[Referring expression data]
▬▬▬▬▬▬
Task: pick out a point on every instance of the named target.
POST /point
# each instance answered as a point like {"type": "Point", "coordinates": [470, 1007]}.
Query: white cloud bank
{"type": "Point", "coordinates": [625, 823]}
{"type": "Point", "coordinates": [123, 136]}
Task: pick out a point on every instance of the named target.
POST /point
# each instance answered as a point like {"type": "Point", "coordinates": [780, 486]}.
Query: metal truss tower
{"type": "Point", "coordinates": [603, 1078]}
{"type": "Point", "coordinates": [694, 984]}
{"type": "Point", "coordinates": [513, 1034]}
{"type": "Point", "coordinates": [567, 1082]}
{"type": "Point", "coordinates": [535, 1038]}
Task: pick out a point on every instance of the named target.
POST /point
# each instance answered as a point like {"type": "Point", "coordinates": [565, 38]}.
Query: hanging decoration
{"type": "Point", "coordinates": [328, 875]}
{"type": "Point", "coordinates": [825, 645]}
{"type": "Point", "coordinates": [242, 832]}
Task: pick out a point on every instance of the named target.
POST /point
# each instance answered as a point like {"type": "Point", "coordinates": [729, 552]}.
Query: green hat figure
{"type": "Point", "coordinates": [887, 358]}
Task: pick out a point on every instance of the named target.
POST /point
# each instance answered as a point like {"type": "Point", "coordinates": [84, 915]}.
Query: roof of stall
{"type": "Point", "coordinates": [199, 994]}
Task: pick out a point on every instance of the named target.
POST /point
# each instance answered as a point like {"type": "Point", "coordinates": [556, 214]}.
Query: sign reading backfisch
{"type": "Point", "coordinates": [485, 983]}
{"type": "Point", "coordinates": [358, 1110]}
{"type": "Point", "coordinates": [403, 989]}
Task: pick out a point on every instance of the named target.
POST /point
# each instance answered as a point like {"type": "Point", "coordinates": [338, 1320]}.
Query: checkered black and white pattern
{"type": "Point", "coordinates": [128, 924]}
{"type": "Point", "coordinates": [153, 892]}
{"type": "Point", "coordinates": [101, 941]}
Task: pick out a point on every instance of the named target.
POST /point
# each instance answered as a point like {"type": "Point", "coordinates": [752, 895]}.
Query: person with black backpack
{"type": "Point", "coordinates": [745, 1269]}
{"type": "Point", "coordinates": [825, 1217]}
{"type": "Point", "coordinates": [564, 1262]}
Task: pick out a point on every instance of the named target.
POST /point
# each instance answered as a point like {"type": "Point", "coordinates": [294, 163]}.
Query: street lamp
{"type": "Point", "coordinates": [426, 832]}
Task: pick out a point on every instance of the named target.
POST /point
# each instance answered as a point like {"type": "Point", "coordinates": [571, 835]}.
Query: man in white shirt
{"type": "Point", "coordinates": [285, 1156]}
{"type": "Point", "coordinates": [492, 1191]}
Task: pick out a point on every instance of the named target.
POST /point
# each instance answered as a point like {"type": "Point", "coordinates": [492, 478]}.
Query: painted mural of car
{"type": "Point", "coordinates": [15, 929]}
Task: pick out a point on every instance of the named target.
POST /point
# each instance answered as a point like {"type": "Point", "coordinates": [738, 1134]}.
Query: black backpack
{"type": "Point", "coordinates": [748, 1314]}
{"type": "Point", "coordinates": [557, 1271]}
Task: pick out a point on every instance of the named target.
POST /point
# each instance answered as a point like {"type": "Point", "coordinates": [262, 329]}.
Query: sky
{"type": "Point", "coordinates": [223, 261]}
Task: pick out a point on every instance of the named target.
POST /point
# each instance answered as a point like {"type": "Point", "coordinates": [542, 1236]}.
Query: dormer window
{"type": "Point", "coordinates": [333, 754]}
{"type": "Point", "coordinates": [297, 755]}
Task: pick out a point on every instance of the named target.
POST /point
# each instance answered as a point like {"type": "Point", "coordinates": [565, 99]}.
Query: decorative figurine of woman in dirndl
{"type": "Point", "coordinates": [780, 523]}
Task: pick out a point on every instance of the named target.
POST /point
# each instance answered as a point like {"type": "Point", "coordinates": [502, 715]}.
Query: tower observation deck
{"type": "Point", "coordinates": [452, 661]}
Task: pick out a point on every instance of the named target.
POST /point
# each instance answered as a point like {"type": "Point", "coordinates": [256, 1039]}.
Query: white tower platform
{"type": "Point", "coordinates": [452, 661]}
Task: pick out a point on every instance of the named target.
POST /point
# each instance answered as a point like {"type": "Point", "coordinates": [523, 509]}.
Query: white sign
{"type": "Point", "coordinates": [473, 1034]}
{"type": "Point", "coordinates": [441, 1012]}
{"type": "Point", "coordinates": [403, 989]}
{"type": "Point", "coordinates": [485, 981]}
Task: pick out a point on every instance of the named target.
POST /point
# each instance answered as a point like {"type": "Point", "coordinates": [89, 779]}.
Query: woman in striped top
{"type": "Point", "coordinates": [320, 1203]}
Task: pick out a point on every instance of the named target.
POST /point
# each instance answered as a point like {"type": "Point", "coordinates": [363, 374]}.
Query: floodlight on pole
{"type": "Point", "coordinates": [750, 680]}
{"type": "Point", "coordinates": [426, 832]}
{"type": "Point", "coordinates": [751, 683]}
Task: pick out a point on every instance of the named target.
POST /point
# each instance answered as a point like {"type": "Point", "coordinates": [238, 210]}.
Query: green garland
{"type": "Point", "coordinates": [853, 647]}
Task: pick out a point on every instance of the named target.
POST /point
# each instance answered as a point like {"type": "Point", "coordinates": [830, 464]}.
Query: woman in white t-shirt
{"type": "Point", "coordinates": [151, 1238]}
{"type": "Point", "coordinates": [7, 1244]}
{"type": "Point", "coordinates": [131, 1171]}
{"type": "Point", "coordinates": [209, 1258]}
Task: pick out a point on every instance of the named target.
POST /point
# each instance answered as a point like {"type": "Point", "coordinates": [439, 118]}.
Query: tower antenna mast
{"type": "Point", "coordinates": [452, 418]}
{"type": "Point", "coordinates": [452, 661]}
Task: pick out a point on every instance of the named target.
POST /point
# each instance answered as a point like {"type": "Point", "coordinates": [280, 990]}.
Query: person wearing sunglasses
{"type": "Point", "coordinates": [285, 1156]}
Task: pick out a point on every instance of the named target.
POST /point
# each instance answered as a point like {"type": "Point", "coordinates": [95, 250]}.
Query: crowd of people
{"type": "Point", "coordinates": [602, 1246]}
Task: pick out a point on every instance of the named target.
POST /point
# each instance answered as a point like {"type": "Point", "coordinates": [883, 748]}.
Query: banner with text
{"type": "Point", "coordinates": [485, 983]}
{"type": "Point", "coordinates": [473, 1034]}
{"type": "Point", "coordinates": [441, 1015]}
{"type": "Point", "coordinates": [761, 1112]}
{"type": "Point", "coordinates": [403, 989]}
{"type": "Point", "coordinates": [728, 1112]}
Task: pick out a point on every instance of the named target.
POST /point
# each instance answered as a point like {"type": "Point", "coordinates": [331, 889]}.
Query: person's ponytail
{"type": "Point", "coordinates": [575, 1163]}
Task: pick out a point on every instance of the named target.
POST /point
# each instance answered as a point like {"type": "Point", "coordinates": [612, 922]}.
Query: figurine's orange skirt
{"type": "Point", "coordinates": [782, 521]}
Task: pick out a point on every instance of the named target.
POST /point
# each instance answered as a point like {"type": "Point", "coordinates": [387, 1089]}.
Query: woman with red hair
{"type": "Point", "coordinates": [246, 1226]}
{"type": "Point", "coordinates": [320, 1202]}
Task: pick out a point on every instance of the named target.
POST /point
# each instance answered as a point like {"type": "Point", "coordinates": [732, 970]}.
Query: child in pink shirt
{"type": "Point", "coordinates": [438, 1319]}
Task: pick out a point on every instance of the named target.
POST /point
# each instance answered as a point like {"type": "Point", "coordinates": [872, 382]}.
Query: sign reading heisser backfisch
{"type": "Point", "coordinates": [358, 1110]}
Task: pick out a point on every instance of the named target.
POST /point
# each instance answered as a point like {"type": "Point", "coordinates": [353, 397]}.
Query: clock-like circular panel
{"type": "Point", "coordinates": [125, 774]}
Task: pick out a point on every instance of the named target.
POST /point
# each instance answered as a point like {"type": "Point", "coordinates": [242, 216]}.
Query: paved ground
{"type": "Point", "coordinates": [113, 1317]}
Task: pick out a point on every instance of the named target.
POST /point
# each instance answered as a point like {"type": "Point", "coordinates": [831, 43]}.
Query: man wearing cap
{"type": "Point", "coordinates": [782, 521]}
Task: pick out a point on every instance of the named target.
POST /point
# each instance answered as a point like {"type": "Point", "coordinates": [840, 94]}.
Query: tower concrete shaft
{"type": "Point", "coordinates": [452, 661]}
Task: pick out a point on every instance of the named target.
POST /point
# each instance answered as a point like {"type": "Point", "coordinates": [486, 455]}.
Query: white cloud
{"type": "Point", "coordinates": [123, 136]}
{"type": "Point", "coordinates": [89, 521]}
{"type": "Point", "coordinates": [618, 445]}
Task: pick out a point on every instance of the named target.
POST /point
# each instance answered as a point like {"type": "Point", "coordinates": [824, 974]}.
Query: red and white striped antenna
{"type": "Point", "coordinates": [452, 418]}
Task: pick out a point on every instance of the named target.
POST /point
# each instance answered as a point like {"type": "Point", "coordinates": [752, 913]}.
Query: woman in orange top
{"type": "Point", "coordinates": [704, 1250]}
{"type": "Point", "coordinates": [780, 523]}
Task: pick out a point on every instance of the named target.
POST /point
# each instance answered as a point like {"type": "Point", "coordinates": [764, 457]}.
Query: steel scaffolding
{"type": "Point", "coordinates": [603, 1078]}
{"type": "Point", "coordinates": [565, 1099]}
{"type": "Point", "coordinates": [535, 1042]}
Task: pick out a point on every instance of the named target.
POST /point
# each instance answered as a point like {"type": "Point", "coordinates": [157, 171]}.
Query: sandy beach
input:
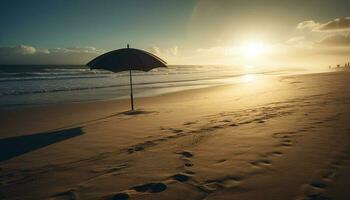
{"type": "Point", "coordinates": [267, 138]}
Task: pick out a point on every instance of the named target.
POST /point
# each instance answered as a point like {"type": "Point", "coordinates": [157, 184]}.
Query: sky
{"type": "Point", "coordinates": [187, 32]}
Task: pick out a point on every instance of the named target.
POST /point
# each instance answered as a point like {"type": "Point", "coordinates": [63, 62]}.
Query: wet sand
{"type": "Point", "coordinates": [267, 138]}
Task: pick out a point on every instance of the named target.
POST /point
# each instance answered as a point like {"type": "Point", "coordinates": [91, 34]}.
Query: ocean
{"type": "Point", "coordinates": [29, 85]}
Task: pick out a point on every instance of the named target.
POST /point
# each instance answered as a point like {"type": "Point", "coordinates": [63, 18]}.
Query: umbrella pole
{"type": "Point", "coordinates": [131, 95]}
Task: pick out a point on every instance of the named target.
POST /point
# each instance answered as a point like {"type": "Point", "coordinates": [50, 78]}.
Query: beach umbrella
{"type": "Point", "coordinates": [127, 59]}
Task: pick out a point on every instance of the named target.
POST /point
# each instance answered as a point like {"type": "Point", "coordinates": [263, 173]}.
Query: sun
{"type": "Point", "coordinates": [253, 50]}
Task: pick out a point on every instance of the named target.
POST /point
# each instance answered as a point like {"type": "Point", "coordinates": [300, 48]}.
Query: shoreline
{"type": "Point", "coordinates": [271, 138]}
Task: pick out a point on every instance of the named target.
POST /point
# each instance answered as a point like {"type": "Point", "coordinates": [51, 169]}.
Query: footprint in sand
{"type": "Point", "coordinates": [186, 154]}
{"type": "Point", "coordinates": [185, 157]}
{"type": "Point", "coordinates": [119, 196]}
{"type": "Point", "coordinates": [261, 162]}
{"type": "Point", "coordinates": [150, 187]}
{"type": "Point", "coordinates": [181, 177]}
{"type": "Point", "coordinates": [68, 195]}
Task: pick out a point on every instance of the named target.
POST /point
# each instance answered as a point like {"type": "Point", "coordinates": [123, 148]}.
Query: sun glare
{"type": "Point", "coordinates": [253, 50]}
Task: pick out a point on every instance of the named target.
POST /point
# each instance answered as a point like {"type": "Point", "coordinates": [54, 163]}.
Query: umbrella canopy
{"type": "Point", "coordinates": [127, 59]}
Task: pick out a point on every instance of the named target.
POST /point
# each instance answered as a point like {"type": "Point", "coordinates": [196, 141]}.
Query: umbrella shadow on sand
{"type": "Point", "coordinates": [16, 146]}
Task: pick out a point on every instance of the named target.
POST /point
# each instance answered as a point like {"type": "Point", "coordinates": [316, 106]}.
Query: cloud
{"type": "Point", "coordinates": [20, 49]}
{"type": "Point", "coordinates": [167, 52]}
{"type": "Point", "coordinates": [23, 54]}
{"type": "Point", "coordinates": [339, 24]}
{"type": "Point", "coordinates": [312, 25]}
{"type": "Point", "coordinates": [336, 41]}
{"type": "Point", "coordinates": [155, 50]}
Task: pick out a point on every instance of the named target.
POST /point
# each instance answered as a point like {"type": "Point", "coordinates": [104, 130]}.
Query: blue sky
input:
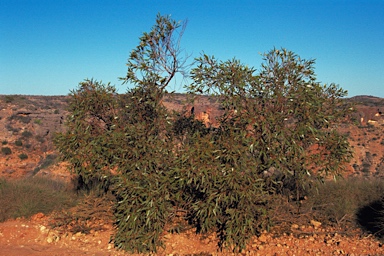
▬▬▬▬▬▬
Every line from the one with "Query: cloud" to the end of the records above should be restated word for word, and no picture belongs in the copy.

Query: cloud
{"type": "Point", "coordinates": [20, 49]}
{"type": "Point", "coordinates": [167, 52]}
{"type": "Point", "coordinates": [23, 54]}
{"type": "Point", "coordinates": [339, 24]}
{"type": "Point", "coordinates": [312, 25]}
{"type": "Point", "coordinates": [336, 41]}
{"type": "Point", "coordinates": [155, 50]}
Task: pick out a point on every instance of the named target.
POST /point
# each instance answered as a point like {"type": "Point", "coordinates": [104, 130]}.
Query: blue sky
input:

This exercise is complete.